[Excerpts from a point labeling dataset]
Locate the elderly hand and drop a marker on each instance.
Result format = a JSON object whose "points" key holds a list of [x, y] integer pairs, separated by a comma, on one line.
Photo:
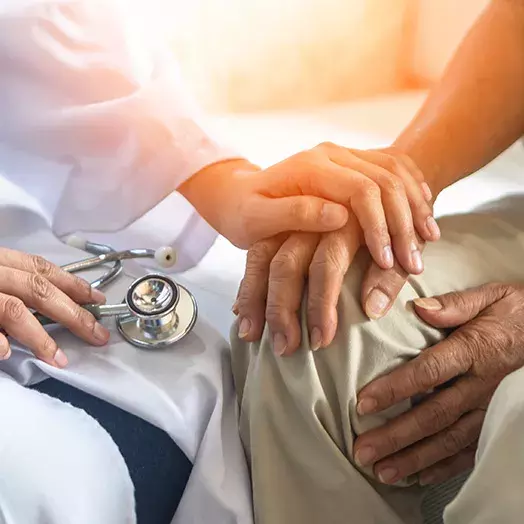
{"points": [[28, 281], [437, 438], [277, 270], [383, 188]]}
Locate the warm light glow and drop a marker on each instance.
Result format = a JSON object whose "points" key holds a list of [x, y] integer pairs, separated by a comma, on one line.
{"points": [[257, 54]]}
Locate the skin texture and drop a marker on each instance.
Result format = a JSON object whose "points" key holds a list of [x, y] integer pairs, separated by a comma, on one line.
{"points": [[472, 115], [438, 437], [311, 191], [28, 281]]}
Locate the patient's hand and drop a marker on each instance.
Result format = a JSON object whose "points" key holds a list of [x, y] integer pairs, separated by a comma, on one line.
{"points": [[438, 437], [277, 270], [28, 281]]}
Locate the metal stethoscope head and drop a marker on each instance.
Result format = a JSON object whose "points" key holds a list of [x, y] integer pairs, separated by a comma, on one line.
{"points": [[156, 311]]}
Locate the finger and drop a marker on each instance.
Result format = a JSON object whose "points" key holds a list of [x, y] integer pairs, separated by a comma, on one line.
{"points": [[76, 288], [457, 308], [287, 277], [5, 348], [330, 263], [294, 213], [19, 323], [439, 411], [419, 177], [396, 207], [252, 294], [449, 468], [381, 287], [38, 293], [432, 450], [446, 360], [403, 167]]}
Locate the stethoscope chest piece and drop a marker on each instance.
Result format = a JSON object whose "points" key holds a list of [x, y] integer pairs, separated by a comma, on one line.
{"points": [[161, 312]]}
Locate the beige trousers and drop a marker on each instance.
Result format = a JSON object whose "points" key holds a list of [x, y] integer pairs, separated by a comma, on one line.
{"points": [[298, 419]]}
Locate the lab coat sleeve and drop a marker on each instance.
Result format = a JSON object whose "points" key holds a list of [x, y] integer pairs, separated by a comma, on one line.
{"points": [[84, 88]]}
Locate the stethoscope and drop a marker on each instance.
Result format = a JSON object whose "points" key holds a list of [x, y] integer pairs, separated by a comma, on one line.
{"points": [[156, 311]]}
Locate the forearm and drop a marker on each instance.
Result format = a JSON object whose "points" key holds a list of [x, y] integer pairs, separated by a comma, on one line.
{"points": [[201, 189], [477, 110]]}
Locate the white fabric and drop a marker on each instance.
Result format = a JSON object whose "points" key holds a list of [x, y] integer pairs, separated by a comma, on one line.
{"points": [[40, 450], [96, 130], [186, 390]]}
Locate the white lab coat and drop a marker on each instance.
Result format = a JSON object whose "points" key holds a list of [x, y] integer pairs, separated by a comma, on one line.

Objective:
Retype the records without any changes, starting at the line that contains "Locate the white lab" and ending at the last line of the records, with both ends included.

Correct result:
Locate the white lab coat and drop a marker on each instance.
Result format = a JSON object whose "points" key holds a list of [x, y] integer pairs, separated by a comma, on one line.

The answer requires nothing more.